Return the stretch of the open media post from "Tags: | Categories: digital" through "soul [1, p.270].", copied word for word.
--- Exercise text ---
24 04/10
02:28

The hollowness of Open Media

Tags: | Categories: digital media

The director of French intelligence had no scruples about their morality. It was rather that he inevitably found the exercise depressing. Nothing, he had discovered long ago, revealed quite as completely the emptiness, the banality, the squalor of most lives as did that harvest of the electronic scanning of an unguarded soul [1, p.270].

The recent explosion of people-led media contents in the Internet has led some to claim that the availability to freely exchange videos, photos, news, and comments in on-line platforms is making us to enjoy a state-of-grace not seen before, a media democracy. Now, we, ‘users’, are part of the media as we feed and actively participate in it. I share, partly, this enthusiasm. However, I distrust the so-called freedom and openness that are being actively promoted. I called this phenomenon the open media (OM). It is ‘open’ because everyone with access can introduce material and it is ‘media’ because we ought not forget that the logic of mass media still is hidden behind the spot.

Mass media are highly industrial and sophisticated means of technological communication that allow a central and hierarchical organization, like a state or a company, to widespread a package of contents. Ideologies and desires are the most common of these massively distributed contents. Traditionally, mass media have been closed and the audience do nothing else but to consume. The ethic and aesthetics of mass media respond to the popular taste.

The open media are empty vessels filled with the content of its consumers. These media are opened for they openly offer a general structure and each user produce its own version. However, the open media do not belong to the users, rather they are used by the owners of the media as part of it. The users are programmed to constantly feed the media with pictures, opinions, and videos. These myriad of materials are as empty as the media itself. In the OM we do care about ourselves and about our desire to be for short instants on the spot. In the OM we spend (waste) our time in front of a digitally enhanced looking-glass. There is anything else to be seen there but selfish banality.
--- Exercise data ---
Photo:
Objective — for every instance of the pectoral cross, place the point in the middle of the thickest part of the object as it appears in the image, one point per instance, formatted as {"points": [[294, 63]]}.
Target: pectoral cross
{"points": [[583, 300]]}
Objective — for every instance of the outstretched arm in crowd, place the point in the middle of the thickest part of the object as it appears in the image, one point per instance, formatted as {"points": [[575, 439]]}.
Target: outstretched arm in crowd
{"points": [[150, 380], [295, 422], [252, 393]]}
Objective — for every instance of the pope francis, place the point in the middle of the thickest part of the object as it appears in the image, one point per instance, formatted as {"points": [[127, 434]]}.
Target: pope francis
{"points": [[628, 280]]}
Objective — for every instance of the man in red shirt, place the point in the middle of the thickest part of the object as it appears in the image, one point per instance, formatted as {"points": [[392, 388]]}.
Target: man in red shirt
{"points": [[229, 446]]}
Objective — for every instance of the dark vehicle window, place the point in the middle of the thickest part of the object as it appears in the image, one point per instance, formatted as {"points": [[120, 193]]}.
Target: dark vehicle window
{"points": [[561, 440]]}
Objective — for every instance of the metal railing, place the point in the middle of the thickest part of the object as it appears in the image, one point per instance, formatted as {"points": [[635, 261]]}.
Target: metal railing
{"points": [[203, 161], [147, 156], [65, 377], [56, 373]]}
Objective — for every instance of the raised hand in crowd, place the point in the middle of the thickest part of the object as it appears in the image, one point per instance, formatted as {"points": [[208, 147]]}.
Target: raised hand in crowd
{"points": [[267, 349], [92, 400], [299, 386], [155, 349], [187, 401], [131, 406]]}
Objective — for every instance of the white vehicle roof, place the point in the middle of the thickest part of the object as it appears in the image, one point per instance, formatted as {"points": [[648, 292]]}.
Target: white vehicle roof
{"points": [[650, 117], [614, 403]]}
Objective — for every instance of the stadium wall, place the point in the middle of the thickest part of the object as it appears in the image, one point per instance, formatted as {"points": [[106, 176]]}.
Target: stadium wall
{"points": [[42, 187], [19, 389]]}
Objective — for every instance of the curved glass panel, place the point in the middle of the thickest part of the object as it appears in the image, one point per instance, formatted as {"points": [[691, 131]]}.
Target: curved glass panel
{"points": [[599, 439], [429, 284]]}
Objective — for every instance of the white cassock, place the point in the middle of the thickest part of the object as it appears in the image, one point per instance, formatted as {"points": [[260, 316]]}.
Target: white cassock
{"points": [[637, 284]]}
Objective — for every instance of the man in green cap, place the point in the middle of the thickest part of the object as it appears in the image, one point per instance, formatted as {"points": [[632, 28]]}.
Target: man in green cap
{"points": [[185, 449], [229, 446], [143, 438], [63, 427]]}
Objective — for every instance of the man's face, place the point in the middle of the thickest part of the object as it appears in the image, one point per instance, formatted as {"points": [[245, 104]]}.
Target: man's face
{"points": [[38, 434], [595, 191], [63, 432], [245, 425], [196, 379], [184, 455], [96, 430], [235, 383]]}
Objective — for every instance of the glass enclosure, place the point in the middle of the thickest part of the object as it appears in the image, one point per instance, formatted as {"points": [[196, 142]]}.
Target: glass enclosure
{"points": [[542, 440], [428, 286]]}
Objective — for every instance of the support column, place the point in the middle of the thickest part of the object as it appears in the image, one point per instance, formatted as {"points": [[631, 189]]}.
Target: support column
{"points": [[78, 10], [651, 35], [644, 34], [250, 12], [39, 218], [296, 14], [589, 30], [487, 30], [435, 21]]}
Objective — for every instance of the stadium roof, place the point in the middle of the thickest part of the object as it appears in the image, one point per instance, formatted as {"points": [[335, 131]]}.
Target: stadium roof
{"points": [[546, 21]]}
---
**Written answer:**
Tags: | Categories: digital media

The director of French intelligence had no scruples about their morality. It was rather that he inevitably found the exercise depressing. Nothing, he had discovered long ago, revealed quite as completely the emptiness, the banality, the squalor of most lives as did that harvest of the electronic scanning of an unguarded soul [1, p.270].